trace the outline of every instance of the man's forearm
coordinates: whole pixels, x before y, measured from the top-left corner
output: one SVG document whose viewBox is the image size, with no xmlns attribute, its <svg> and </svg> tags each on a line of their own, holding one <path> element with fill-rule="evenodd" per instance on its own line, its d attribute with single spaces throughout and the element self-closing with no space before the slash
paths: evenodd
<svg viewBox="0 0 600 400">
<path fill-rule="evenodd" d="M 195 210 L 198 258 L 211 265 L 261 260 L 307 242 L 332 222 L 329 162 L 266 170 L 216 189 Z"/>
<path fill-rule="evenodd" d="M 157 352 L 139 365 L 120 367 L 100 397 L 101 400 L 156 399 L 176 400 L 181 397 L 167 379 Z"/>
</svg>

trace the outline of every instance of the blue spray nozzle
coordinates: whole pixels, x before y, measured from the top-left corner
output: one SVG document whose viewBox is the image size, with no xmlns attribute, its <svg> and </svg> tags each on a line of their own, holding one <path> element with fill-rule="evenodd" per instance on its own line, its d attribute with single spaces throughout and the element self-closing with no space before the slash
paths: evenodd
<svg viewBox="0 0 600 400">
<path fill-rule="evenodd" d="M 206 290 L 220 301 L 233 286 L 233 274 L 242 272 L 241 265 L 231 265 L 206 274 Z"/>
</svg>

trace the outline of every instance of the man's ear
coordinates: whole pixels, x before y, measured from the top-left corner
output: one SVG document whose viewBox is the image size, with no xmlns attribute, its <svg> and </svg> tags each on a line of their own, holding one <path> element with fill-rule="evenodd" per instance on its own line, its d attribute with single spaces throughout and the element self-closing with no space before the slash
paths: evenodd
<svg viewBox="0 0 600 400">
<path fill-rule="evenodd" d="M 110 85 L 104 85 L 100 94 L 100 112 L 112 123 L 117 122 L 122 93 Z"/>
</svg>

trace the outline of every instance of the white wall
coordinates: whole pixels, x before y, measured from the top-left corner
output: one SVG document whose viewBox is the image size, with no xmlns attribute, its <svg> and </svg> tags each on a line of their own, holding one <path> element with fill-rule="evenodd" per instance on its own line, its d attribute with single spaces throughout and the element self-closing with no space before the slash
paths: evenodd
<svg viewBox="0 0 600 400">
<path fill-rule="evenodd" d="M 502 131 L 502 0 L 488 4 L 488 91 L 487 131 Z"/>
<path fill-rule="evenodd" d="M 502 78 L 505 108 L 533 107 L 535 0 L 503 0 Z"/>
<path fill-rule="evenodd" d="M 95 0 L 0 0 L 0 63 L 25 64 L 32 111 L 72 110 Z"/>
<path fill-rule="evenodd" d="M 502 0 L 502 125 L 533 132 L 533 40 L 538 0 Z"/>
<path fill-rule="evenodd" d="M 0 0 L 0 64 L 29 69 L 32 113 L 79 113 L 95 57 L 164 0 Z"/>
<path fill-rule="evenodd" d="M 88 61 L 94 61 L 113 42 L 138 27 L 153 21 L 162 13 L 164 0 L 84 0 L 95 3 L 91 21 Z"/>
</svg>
□ □ □ □ □
◆ **INSTRUCTIONS FOR THE TASK**
Extract from the material all lines containing the string "outline".

◆ **ANSWER TO THIS TASK**
trace the outline of every instance of the man's forearm
trace the outline of every instance of the blue spray nozzle
trace the outline of every instance of the man's ear
trace the outline of every instance of the white wall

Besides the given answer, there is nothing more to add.